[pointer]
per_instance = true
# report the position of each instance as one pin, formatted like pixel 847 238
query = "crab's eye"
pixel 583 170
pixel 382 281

--*--

Work request
Print the lines of the material, exactly and only, from the line that contains "# report the" down to and including the final line.

Result
# report the position of each instance as one pin, formatted like pixel 847 238
query = "crab's eye"
pixel 583 170
pixel 382 281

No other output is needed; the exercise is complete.